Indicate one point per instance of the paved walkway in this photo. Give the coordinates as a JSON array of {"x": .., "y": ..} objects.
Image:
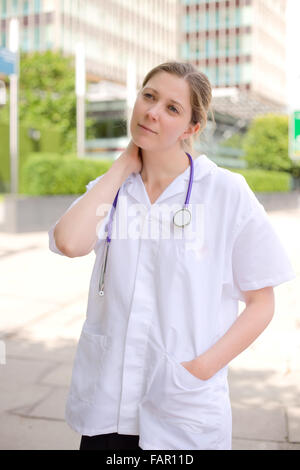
[{"x": 43, "y": 304}]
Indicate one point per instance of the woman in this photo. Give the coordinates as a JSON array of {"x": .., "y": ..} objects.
[{"x": 151, "y": 365}]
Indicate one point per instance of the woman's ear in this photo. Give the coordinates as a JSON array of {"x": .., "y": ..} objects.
[{"x": 190, "y": 131}]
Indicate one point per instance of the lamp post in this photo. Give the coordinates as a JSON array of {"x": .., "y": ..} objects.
[
  {"x": 80, "y": 96},
  {"x": 13, "y": 119},
  {"x": 131, "y": 91}
]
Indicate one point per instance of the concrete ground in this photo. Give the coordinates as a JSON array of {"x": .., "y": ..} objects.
[{"x": 43, "y": 304}]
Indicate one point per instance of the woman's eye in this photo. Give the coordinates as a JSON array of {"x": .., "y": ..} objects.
[{"x": 173, "y": 109}]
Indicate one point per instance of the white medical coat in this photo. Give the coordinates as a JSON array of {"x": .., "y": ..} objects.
[{"x": 168, "y": 300}]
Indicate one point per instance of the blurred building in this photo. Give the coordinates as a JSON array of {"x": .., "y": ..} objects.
[
  {"x": 114, "y": 31},
  {"x": 238, "y": 43}
]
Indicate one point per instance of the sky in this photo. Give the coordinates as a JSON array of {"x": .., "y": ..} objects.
[{"x": 293, "y": 52}]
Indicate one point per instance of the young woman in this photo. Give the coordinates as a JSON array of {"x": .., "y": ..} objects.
[{"x": 178, "y": 242}]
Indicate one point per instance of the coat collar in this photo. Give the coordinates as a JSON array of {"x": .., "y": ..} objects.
[{"x": 135, "y": 187}]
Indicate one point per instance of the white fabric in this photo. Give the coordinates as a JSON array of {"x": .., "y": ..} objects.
[{"x": 167, "y": 301}]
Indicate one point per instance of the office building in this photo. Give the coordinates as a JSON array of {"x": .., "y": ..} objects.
[
  {"x": 114, "y": 31},
  {"x": 238, "y": 43}
]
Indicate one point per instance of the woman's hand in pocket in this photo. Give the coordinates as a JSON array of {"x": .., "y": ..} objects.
[{"x": 195, "y": 368}]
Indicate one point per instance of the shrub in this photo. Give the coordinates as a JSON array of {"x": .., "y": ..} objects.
[{"x": 45, "y": 174}]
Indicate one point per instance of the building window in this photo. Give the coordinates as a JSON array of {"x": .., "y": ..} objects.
[
  {"x": 25, "y": 7},
  {"x": 3, "y": 9}
]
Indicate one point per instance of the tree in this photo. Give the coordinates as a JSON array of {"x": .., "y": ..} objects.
[
  {"x": 47, "y": 95},
  {"x": 266, "y": 144}
]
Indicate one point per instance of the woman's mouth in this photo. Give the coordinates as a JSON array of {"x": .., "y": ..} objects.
[{"x": 146, "y": 129}]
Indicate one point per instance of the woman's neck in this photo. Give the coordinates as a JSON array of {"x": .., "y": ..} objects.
[{"x": 160, "y": 167}]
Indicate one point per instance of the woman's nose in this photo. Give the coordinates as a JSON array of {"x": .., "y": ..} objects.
[{"x": 153, "y": 112}]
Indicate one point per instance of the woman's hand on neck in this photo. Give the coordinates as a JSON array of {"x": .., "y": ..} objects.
[{"x": 161, "y": 166}]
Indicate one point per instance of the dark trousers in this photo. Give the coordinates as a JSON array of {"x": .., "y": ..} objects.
[{"x": 113, "y": 441}]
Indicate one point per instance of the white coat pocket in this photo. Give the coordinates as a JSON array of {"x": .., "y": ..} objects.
[
  {"x": 88, "y": 363},
  {"x": 180, "y": 411}
]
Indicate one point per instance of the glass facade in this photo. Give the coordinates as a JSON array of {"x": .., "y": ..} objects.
[{"x": 220, "y": 31}]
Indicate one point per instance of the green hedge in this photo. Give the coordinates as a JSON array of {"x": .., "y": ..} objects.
[
  {"x": 263, "y": 181},
  {"x": 50, "y": 141},
  {"x": 55, "y": 174}
]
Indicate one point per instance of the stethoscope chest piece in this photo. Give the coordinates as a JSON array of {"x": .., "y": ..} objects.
[{"x": 182, "y": 217}]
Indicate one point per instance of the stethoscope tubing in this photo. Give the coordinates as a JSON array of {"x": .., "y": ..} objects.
[{"x": 109, "y": 224}]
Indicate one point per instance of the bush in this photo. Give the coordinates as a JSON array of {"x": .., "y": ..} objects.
[
  {"x": 266, "y": 144},
  {"x": 46, "y": 174},
  {"x": 261, "y": 181}
]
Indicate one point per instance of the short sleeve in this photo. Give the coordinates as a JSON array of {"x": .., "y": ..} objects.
[
  {"x": 259, "y": 258},
  {"x": 52, "y": 244}
]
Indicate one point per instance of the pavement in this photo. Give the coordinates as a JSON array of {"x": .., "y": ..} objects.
[{"x": 43, "y": 305}]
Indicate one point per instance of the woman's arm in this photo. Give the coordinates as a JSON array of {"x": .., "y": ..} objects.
[
  {"x": 249, "y": 325},
  {"x": 76, "y": 232}
]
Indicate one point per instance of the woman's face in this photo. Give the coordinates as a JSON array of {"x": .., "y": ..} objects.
[{"x": 163, "y": 106}]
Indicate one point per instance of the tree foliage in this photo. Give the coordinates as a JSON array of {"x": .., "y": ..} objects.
[
  {"x": 47, "y": 95},
  {"x": 266, "y": 144}
]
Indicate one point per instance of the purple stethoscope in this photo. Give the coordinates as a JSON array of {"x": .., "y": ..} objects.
[{"x": 181, "y": 218}]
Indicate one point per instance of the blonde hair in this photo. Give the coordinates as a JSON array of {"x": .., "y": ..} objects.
[{"x": 200, "y": 92}]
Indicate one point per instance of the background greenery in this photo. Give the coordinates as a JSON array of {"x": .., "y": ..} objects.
[{"x": 48, "y": 165}]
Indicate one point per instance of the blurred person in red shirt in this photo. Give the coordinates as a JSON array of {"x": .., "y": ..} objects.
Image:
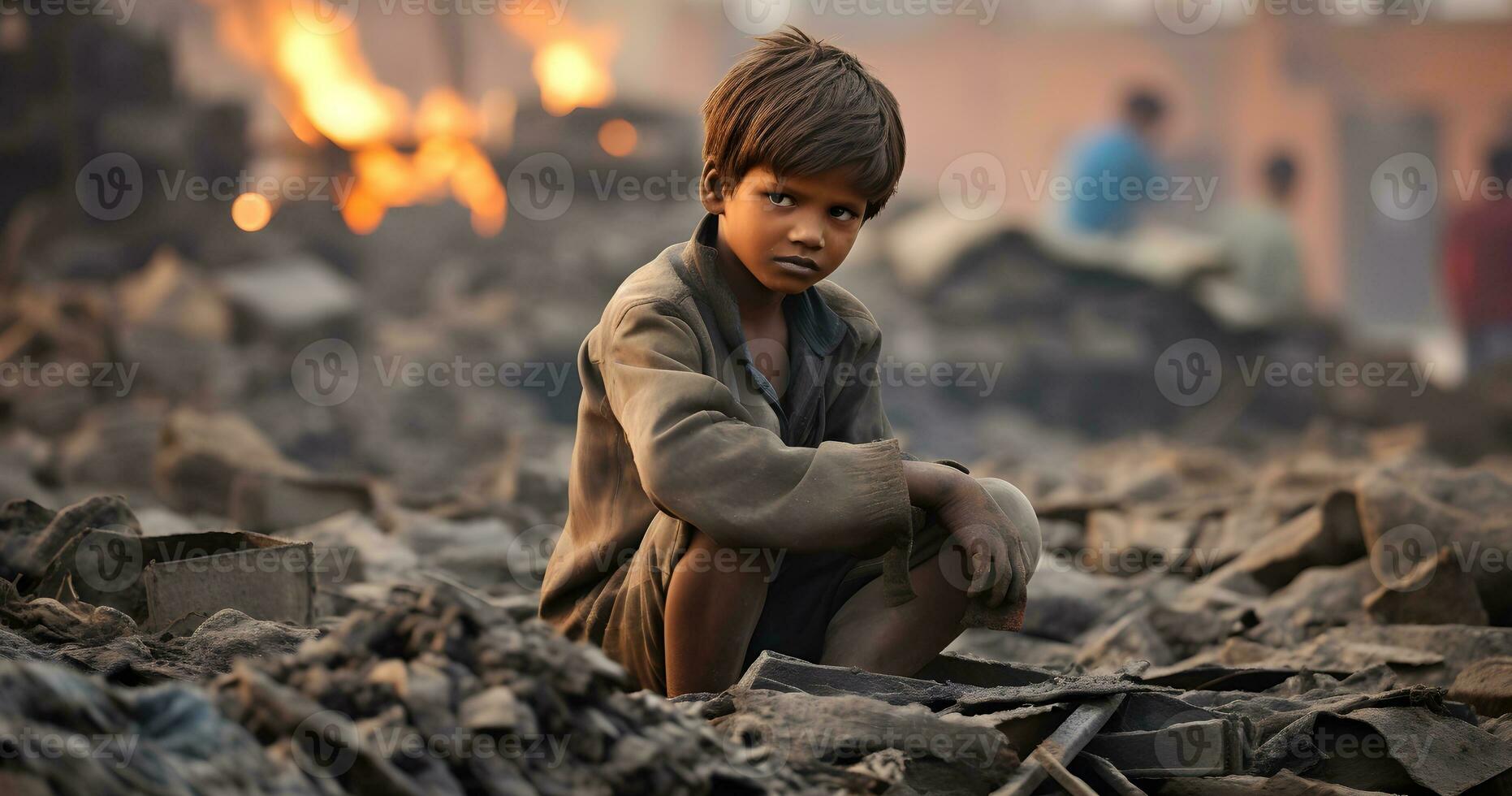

□ □ □ □ □

### Exercise
Rewrite the lines from the line with "Indicate one point per instance of the woman's face" up to and including the last line, swapping "photo" for "image" and changing nothing else. Give only those lines, and leave the pictures out.

### Final answer
Indicate one point per instance of the woman's face in this image. Give the coordinates as a JSON array of {"x": .., "y": ..} objects.
[{"x": 163, "y": 106}]
Indicate one point per instance of the tree foliage in this image. Give the coordinates as a JSON array of {"x": .., "y": ..} objects.
[
  {"x": 47, "y": 95},
  {"x": 266, "y": 144}
]
Indicate one point per instance of the purple stethoscope in this image. Give the coordinates as a JSON array of {"x": .., "y": ..} objects.
[{"x": 181, "y": 218}]
Indicate one point per instance of the blonde hair in this image. Give the coordinates as a JSON array of {"x": .., "y": ..} objects.
[{"x": 200, "y": 92}]
Indicate one point per instance of the background greenery in this image. Give the coordinates as a JSON array of {"x": .., "y": ..} objects.
[{"x": 48, "y": 165}]
Indicate one point per instance of the blurred person in red shirt in this image. Give the coordinates as a JSON array of {"x": .., "y": ..} objects.
Image:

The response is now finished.